====== GIVEN PASSAGE
Optimizing Capital Allocation for Mortgage Market Loans
Naman Jain, February 2017
- Motivation:
- For each of the 3 goals:
- Data
- Approach
- Results
- Next Steps
This project was developed as a 2 week capstone project for Galvanize's Data Science program.
I worked with data from Shubham Housing Finance, a firm in India that has given out more than USD $150 Million as mortgage loans over the past 5 years.
My goal was to use data science to help the firm optimize its usage of capital, both in its loan allocation process and in its expansion.
I decided to break this broad goal down into 3 individual more specific goals:
- Build a classifier that predicts the probability that a customer will default on their loan
- Recommend new office locations which maximize growth potential
- Forecast upcoming amount of business over the next quarter
Want a quick 4 minute overview? I gave a lightening presentation which can be found here:
First of my goals was to build a classifier that can predict the probability of a customer defaulting on their loan payment. If the firm can recognize such customers ahead of time then it can do a better job of getting ahead of the problem.
This problem was harder than it seems for 2 reasons:
- My target audience are people who have been excluded from the formal economy and hence don’t have the means to demonstrate their fiscal responsibility over time. As a result, I had to rely upon feature engineering in order to evaluate default probability amongst them
- Only 3% of the people ever default on their loans, making the classes very imbalanced
I used data provided to me by the firm which consisted of all the loans that they had given over the past 5 years, along with their performance.
============
▸ PROBLEM REQUIREMENTS
Continue the mortgage loan capital allocation write-up from where it stops, picking up after its last sentence.
====== SUPPLIED ENTRIES
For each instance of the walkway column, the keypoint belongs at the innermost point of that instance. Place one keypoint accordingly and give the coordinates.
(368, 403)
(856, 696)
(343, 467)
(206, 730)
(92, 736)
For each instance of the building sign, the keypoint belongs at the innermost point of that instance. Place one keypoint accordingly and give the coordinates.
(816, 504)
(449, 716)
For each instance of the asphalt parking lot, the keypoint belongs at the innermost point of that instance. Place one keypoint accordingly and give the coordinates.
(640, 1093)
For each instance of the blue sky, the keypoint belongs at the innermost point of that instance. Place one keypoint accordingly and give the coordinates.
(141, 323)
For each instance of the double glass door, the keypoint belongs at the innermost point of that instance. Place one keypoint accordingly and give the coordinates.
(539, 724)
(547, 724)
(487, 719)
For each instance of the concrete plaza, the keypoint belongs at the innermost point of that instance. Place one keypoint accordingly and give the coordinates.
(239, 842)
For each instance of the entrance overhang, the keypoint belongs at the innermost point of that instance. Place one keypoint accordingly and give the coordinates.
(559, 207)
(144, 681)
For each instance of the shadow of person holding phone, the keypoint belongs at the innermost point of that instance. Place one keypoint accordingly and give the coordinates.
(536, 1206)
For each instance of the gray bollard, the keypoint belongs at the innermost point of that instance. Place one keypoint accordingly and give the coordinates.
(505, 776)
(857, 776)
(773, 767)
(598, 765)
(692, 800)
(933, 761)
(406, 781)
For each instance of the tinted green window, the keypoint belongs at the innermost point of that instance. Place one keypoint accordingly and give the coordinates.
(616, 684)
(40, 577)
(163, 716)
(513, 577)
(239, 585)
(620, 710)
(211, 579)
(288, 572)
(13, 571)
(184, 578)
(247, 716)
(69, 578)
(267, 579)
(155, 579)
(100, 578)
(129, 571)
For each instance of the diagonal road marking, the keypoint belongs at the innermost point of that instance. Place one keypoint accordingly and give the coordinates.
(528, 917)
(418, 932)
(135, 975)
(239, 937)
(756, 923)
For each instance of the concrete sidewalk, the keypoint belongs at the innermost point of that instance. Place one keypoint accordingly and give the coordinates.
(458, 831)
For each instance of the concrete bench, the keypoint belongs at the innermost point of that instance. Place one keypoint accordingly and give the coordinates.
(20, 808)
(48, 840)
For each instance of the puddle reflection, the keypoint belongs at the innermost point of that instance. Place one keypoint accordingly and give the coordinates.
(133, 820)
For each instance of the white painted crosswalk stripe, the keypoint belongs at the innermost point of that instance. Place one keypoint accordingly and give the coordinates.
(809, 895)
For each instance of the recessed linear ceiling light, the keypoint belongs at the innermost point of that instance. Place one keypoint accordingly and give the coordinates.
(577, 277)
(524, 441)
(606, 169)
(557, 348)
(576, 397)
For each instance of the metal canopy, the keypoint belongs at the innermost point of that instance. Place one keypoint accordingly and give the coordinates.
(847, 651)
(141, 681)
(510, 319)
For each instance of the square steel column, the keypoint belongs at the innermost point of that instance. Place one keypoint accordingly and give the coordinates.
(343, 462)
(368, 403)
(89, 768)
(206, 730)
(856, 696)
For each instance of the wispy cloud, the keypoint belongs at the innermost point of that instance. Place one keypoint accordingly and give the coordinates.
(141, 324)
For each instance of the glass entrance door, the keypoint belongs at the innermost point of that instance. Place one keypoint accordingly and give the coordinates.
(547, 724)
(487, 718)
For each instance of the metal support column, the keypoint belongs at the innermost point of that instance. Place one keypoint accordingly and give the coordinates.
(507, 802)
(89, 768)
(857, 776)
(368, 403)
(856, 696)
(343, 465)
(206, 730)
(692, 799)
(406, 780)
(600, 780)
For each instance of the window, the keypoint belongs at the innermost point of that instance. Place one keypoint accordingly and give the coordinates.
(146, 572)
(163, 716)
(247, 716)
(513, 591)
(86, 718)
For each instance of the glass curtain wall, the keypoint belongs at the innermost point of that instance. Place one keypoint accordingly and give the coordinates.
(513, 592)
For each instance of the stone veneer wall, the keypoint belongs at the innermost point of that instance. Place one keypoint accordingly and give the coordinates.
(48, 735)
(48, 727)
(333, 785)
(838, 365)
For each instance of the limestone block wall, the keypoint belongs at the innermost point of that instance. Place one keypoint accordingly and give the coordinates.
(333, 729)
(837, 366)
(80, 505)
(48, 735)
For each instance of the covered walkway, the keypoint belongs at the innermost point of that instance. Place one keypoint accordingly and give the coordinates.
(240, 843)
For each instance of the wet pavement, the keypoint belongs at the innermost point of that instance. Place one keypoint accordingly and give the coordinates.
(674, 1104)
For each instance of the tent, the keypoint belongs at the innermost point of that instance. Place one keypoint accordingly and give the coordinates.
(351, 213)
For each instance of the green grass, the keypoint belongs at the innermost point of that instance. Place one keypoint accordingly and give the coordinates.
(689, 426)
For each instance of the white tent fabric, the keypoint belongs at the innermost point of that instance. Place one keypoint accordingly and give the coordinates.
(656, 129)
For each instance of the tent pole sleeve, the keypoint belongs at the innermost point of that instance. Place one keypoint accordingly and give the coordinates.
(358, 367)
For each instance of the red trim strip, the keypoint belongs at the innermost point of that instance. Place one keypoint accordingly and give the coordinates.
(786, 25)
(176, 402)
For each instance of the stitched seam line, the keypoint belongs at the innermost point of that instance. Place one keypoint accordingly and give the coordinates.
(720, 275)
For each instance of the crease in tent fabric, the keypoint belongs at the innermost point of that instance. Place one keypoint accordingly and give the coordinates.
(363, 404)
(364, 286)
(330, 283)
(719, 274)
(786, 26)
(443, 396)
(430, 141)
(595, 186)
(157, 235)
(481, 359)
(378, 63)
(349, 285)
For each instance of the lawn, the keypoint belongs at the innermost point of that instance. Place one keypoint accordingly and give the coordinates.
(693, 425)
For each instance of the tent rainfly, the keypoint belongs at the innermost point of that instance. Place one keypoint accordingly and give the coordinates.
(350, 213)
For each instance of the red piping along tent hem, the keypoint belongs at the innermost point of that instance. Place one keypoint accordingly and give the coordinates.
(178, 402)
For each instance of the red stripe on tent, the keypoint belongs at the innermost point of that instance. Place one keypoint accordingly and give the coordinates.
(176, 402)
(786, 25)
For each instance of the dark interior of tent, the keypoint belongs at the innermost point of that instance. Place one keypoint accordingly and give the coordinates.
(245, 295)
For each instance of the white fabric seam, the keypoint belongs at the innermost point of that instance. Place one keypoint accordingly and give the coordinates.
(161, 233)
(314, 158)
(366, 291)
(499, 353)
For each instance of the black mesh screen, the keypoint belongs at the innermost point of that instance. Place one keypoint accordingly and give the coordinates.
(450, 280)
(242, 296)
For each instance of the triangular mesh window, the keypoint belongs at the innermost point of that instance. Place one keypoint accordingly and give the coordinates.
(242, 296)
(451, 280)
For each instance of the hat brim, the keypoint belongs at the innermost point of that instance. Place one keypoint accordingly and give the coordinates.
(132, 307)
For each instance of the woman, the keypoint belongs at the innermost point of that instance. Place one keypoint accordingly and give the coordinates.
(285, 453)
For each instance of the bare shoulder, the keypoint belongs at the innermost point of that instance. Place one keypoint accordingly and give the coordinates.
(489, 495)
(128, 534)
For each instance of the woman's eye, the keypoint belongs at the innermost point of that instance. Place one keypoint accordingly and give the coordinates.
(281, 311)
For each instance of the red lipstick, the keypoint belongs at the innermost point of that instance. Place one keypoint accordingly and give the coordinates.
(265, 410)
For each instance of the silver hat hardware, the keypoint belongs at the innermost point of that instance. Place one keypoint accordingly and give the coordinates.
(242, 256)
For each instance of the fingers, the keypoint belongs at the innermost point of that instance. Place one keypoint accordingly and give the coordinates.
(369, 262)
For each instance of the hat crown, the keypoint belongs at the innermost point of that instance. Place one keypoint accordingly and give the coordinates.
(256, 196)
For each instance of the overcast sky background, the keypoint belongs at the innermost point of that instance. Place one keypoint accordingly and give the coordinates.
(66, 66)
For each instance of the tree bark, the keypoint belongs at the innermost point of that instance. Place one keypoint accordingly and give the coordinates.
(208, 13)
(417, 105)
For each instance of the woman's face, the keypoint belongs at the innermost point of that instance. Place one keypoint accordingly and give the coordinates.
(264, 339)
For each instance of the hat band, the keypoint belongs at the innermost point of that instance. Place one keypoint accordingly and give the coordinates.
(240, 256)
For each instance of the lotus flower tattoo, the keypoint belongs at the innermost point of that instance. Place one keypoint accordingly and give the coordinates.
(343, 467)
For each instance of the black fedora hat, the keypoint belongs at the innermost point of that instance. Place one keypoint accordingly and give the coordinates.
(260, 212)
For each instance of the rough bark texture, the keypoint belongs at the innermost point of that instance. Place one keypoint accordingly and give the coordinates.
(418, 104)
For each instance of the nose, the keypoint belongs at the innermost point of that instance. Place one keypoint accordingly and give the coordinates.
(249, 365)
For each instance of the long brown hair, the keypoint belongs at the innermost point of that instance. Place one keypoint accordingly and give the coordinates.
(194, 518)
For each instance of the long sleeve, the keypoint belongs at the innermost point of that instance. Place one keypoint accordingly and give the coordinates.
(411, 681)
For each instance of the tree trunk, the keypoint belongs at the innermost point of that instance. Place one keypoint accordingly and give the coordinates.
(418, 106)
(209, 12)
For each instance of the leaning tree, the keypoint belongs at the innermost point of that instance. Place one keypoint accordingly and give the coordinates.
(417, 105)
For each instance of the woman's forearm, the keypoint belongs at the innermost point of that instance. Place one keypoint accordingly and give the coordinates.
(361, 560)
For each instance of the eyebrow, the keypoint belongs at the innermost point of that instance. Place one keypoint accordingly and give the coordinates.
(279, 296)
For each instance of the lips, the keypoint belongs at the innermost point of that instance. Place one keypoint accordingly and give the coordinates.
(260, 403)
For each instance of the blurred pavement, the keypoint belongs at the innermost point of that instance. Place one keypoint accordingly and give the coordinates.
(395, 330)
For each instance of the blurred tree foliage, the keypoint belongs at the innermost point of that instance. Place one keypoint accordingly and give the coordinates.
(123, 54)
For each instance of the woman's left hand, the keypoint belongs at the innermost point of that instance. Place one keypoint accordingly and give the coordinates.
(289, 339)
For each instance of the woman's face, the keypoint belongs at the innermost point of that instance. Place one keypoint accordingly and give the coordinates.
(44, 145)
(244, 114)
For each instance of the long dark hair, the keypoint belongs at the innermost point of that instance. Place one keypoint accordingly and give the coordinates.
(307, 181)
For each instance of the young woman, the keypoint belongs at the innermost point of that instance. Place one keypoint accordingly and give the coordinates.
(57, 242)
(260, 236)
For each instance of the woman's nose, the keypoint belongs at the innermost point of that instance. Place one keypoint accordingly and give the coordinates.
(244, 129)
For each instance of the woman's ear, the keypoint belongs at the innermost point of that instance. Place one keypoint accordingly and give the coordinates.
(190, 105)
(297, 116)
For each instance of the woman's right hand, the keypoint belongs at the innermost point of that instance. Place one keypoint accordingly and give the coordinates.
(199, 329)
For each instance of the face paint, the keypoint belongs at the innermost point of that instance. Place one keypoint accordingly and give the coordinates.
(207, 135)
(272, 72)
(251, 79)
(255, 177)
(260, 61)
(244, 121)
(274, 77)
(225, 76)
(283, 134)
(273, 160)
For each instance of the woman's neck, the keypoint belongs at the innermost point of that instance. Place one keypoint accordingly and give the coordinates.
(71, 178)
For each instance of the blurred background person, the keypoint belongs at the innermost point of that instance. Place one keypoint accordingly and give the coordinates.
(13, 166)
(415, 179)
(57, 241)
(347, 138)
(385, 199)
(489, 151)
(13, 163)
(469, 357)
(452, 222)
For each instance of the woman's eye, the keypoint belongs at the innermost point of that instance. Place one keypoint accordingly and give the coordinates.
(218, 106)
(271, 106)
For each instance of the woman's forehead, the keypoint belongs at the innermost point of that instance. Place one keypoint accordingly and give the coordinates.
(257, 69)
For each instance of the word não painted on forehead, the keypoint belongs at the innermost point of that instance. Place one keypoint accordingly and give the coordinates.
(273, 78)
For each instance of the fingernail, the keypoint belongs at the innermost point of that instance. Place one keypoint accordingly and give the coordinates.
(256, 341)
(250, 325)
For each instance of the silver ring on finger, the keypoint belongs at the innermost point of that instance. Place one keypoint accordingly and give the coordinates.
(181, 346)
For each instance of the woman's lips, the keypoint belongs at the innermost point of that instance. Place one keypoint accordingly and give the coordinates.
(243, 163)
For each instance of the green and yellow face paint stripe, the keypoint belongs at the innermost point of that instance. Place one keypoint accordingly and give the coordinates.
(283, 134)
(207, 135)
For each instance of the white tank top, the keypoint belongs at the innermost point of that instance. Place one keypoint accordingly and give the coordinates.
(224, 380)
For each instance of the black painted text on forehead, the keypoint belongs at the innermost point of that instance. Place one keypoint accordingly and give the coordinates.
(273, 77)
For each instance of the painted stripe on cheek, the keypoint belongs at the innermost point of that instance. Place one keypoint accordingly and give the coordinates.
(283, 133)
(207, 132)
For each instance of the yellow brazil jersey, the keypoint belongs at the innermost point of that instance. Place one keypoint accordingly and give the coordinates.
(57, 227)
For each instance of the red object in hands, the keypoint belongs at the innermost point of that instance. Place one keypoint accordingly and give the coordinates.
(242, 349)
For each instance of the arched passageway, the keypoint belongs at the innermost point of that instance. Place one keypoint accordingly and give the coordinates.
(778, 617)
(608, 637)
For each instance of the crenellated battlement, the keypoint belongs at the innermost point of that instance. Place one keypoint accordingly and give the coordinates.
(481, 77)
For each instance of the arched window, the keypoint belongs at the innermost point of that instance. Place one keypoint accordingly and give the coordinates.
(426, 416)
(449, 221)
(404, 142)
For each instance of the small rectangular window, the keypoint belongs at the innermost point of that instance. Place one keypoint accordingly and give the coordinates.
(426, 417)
============
▸ RESULT OF THIS EXERCISE
There were a total of ~15k data points with each representing a loan, and there were 40 columns of which 20 were categorical, 19 were numerical and 1 was temporal.
I spent quite some time reducing the dimensionality of my data by sub-selecting the categorical variables based on signal to noise ratio, sub-selecting the numerical columns by thinking about how they would correlate with my dependent variable, and by doing some feature engineering.
I eventually decided to use these features in my model:
- Type - Whether loan has been downsized
- Product Par Name - Loan product category
- Name of Proj - Whether loan was processed as part of a Housing project, or if it was given directly to the customer
- Rl/ Urb - Whether customer is in a Rural or Urban location
- EMI - Easy Monthly installment, the amount which customer has to pay every month
- ROI - Represents rate of interest charged to client for the product provided
- Tenor - Represent loan repayment period
- Amt Db - Represents amount of loan disbursed to client till Nov '16
I decided to use the AdaBoost ensemble model, which I tuned using a GridSearch. The code can be found
here
I decided not to oversample my imbalanced classes and instead used sample weights in AdaBoost to incentivize my cost function to focus more on the minority class. I made this decision as I wanted to use Scikit learn's Pipeline as an estimator in a GridSearchCV, in order to tune my hyper-parameters.
Although I eventually decided not to Oversample, I did however hack the pipeline functionality to exploit its book keeping while allowing me to have a re-sampling transformer step, the code can be found here.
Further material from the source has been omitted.